**Page**
- - - - - - -
Small, portable, sometimes a bit buggy but absolutely irreplaceable.

There's also a .NET based one, but it's so slow it feels like you are starting Photoshop, so it's crap IMHO.

GNOME 3.24 and newer have a built-in Night Mode too.
I was using f.lux/redshift for a few years because everyone else was using it. During a reinstall of my system I forgot to install it and it took me about a week to realize it was missing...

I never bothered to install it again because I realized I did not gather any benefits from it.

Interesting, I really can't stand using a system at night without it.
Same here. It's like staring into the sun when it's off.
I used to think it didn't help because honestly the difference was marginal, but when I turned it up Candle or Ember I started really noticing how I got more tired in the evenings.
I once was a regular streamer on Twitch.tv and would regularly plug the use of blue light reducing tools. Another fun thing you can do is wear orange safety goggles to completely block all blue light from the room. You look pretty silly, and I'd wear them on stream sometimes. And people would always ask me, "what's with the orange goggles?" There were a few times when I'd get someone to install F.lux, they'd use it for a bit, and then turn it off, and they'd instantly get it. If you try this experiment for yourself, the difference is incredibly jarring.

If you have any trouble sleeping at night, I'd highly recommend trying one of these strategies. My orange goggles made their way into my digital nomad one bag, they were so useful for my sleep. Occasionally I'd actually sleep in them.

If you want to get really crazy, you can order a bit of a material called "rubylith" (just do a Google search for it) and put it over your laptop or phone screen. It makes things really red, but if you are just reading your Kindle books in bed it can really help prevent staying up until 2am on accident.

If you want to get really really crazy, you could stop using your computer at night and try reading (paper) books before bed.
Paper books don't have a built-in dictionary that pops up when I long-press my finger on a word :(.
My ebook reader does something like this.
Now if only they'd stop selling Kindles with awful pure white backlights. You only need it when it's dark, and when it's dark your light should be yellow/orange!

I gotta get me those goggles...

They are like ten bucks on Amazon. I have the Terminator UV 400 Orange model and I'm pretty happy with them. They block almost all light below 490nm.
- - - - - - -
**Task instructions**
Print the stretch of the blue light discussion from "Small, portable, sometimes" through "in the evenings.", word for word.

Collection entries
- - - - - - -
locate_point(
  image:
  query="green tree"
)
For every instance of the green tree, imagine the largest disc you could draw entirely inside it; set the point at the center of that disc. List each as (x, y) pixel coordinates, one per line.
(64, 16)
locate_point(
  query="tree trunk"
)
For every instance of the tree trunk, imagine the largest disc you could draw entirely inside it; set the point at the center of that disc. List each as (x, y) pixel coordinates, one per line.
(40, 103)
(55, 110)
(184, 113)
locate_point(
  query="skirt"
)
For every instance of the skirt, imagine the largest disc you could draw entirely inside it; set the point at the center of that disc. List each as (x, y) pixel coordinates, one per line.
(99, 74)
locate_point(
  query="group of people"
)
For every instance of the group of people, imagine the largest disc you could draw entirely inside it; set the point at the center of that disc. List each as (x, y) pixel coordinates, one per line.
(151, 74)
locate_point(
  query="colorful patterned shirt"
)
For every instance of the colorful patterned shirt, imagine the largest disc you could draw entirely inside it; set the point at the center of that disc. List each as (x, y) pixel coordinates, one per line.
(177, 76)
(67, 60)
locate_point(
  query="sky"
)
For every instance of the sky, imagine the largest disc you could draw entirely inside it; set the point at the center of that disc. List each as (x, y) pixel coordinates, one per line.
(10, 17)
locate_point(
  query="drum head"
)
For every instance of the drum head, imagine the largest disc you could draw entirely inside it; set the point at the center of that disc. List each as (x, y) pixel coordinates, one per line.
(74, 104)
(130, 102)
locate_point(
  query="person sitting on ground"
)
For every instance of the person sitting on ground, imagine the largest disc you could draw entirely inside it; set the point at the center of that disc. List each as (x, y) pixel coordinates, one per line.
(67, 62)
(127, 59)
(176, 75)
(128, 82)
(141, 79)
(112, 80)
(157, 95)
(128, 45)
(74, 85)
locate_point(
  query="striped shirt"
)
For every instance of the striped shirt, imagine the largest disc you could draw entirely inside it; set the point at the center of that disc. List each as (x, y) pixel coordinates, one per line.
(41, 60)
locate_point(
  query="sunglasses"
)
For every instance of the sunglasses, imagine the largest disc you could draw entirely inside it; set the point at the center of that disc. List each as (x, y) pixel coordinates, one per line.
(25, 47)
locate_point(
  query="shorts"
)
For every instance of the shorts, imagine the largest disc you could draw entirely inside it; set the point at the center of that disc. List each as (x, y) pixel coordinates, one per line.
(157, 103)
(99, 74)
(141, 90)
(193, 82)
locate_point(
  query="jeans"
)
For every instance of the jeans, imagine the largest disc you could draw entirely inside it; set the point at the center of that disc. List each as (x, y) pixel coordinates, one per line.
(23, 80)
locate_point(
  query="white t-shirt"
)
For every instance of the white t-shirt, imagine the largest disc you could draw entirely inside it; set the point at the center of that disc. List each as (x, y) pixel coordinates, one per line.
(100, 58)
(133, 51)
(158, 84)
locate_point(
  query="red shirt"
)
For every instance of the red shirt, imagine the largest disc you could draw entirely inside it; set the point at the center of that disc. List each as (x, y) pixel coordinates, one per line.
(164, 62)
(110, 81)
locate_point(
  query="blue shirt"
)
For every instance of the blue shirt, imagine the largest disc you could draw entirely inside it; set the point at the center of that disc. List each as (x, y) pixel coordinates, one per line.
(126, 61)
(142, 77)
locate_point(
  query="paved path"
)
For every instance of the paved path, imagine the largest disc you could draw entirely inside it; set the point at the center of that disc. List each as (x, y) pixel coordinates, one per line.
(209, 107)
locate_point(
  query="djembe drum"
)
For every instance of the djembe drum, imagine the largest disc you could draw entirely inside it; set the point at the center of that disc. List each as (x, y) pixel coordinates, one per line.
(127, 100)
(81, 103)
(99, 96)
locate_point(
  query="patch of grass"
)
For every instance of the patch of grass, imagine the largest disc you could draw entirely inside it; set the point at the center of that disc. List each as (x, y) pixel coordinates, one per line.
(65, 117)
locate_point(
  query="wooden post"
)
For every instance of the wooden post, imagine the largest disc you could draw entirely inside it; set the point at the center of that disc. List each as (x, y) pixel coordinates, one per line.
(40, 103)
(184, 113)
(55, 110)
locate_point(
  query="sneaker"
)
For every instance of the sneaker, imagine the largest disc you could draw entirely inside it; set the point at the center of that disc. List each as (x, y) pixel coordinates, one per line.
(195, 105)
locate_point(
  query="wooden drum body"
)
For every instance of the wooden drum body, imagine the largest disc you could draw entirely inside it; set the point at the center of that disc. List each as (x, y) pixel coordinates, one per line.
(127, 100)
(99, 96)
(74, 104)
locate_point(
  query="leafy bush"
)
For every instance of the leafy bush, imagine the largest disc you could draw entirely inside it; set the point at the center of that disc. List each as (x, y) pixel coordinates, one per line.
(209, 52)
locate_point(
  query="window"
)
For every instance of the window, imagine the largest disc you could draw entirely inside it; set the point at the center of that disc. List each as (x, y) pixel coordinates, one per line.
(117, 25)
- - - - - - -
**Reply**
Small, portable, sometimes a bit buggy but absolutely irreplaceable.

There's also a .NET based one, but it's so slow it feels like you are starting Photoshop, so it's crap IMHO.

GNOME 3.24 and newer have a built-in Night Mode too.
I was using f.lux/redshift for a few years because everyone else was using it. During a reinstall of my system I forgot to install it and it took me about a week to realize it was missing...

I never bothered to install it again because I realized I did not gather any benefits from it.

Interesting, I really can't stand using a system at night without it.
Same here. It's like staring into the sun when it's off.
I used to think it didn't help because honestly the difference was marginal, but when I turned it up Candle or Ember I started really noticing how I got more tired in the evenings.